**Source text:**
....
I should note before I get into the review proper that when I was taking photographs for this I didn’t realise until I actually cleared the last card away that I was playing a two-player example with a three player deck. At that point I was faced with a choice – write a lame disclaimer at the start of the review, or spend another hour doing a meticulous reshoot like someone dedicated to doing the best job they can do. A reshoot that would show that someone was a professional, taking real pride in the job they have picked for themselves – real pride in the service that they offer. A reshoot that I wouldn’t even tell you happened, because behind the scenes bloopers are for Saturday television and DVD extra features. Those were my choices.
So I’m going for the disclaimer, obviously.
Also, my copy of the game is in German because – well, just because that’s the one I bought. It was in print, the English one wasn’t (or isn’t, or won’t be, or something) and the German has vanishingly little impact on play. So don’t worry – your browser isn’t mysteriously translating text on the fly for you. It’s not anti-Brexit propaganda. Wilkommen, wilkommen. Gluklich zu sehen, Meine Damen und Herren.
Now we’ve got the preamble out of the way, let’s talk about why Arboretum is the one of the sharpest games in my collection – a game so sharp it can draw blood. A game where from little acorns grow mighty resentments. Every time we play Arboretum I shake my head and say ‘that’s a mean little game’.
....
Raw records:
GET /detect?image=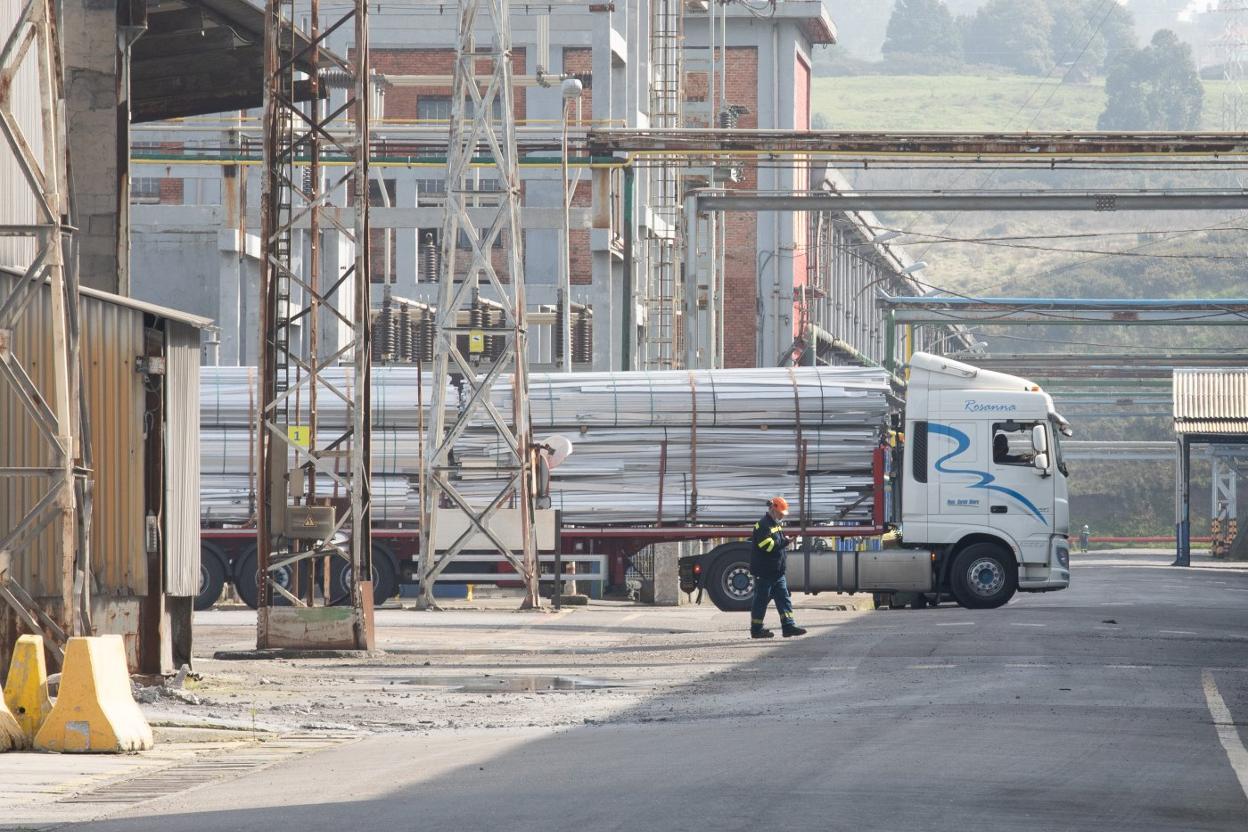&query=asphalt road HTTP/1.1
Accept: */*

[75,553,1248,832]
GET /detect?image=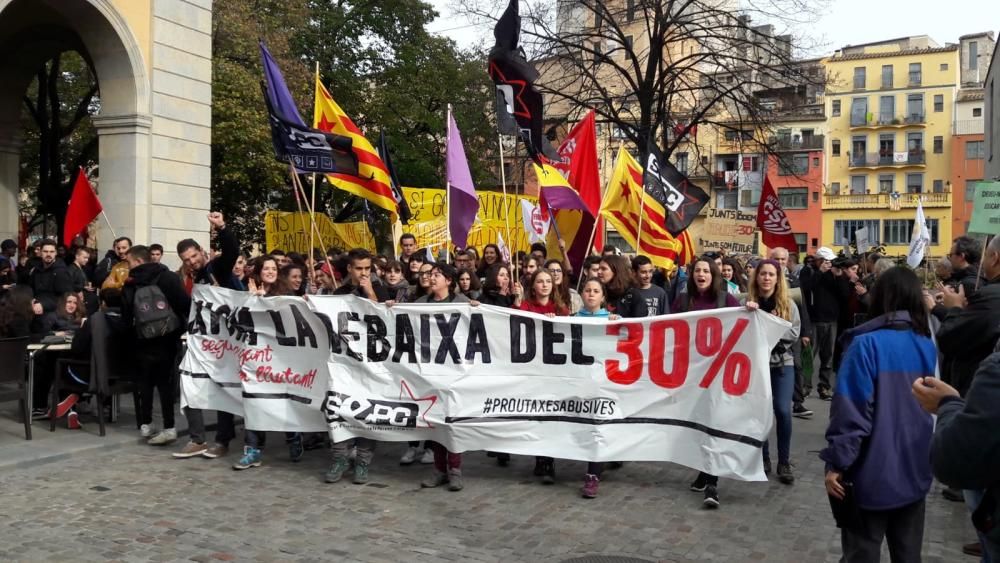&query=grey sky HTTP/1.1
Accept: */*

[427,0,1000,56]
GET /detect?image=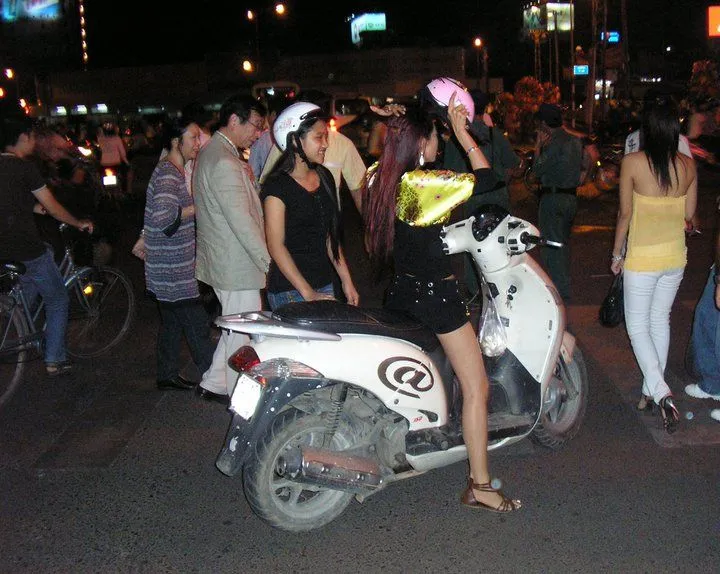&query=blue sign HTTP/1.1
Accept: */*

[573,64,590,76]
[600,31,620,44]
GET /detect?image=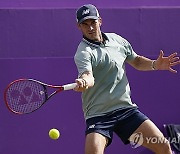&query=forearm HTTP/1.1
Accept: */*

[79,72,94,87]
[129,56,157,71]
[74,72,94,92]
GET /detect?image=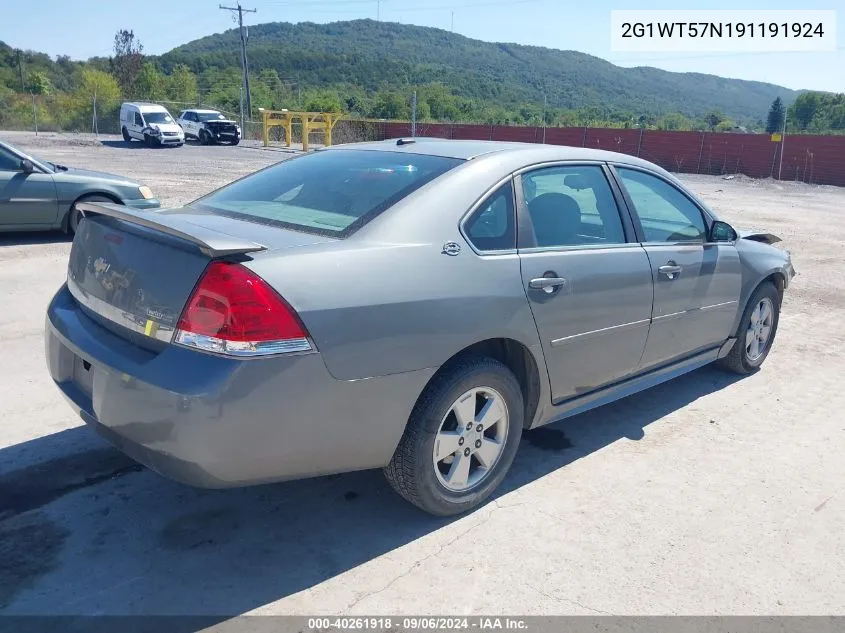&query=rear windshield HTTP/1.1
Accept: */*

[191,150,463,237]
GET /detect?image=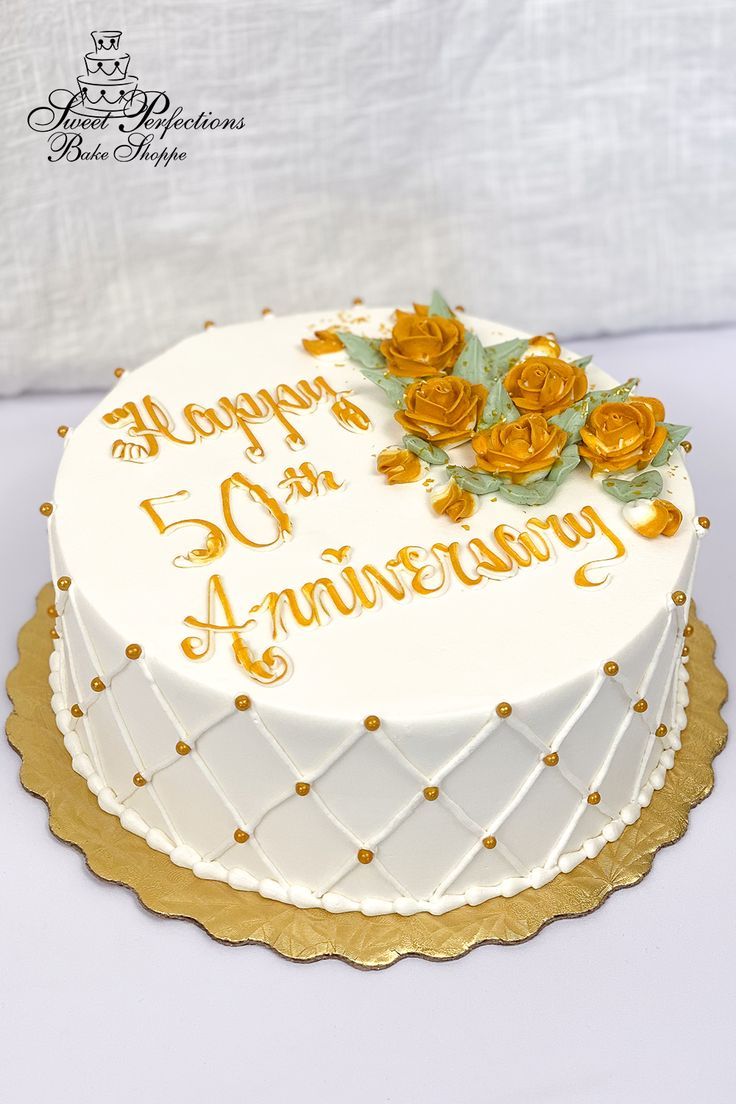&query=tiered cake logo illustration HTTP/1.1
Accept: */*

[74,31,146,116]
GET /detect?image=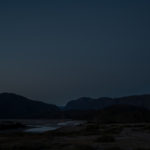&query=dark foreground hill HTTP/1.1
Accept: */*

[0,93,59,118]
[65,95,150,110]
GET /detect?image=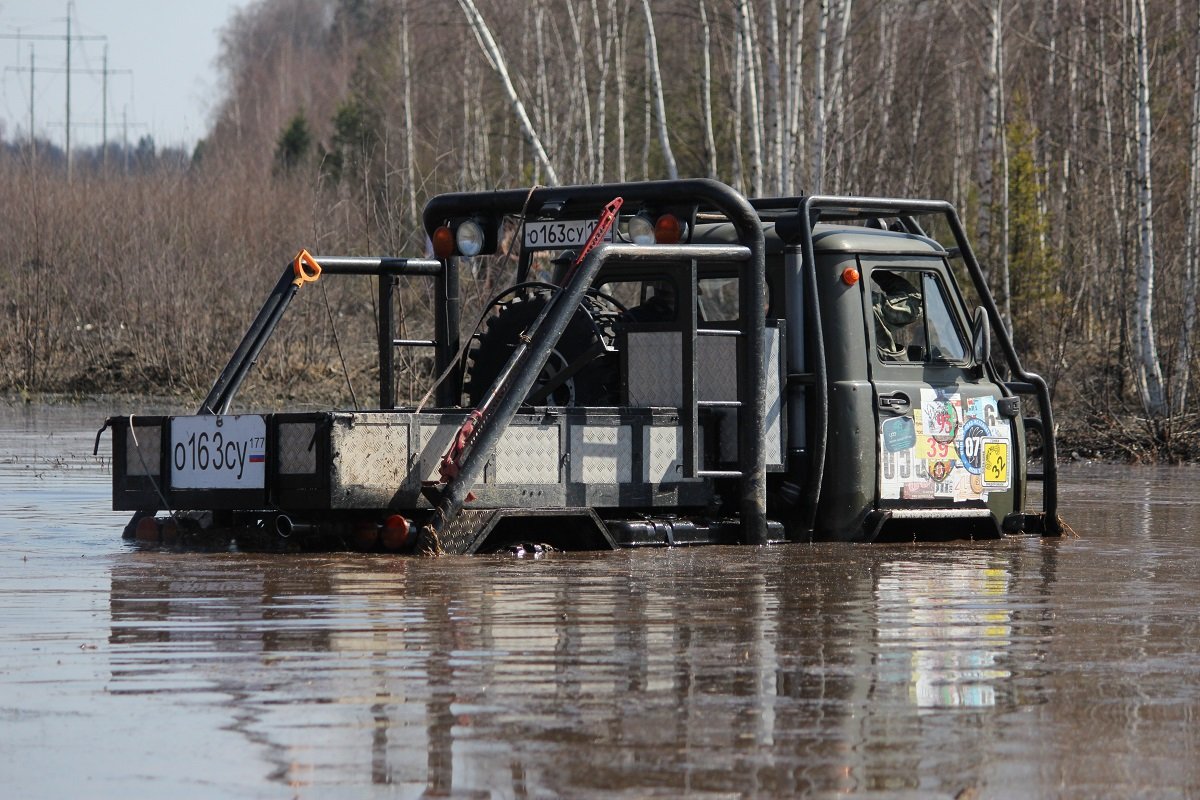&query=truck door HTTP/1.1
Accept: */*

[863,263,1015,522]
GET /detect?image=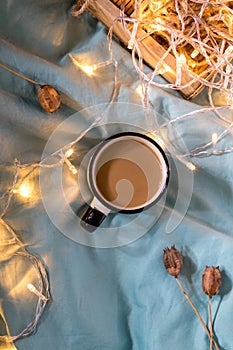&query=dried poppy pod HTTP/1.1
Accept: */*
....
**Problem to work on:** Quote every sentence in the game review that starts with the word "A".

**Answer to this exercise:**
- A reshoot that would show that someone was a professional, taking real pride in the job they have picked for themselves – real pride in the service that they offer.
- A reshoot that I wouldn’t even tell you happened, because behind the scenes bloopers are for Saturday television and DVD extra features.
- A game where from little acorns grow mighty resentments.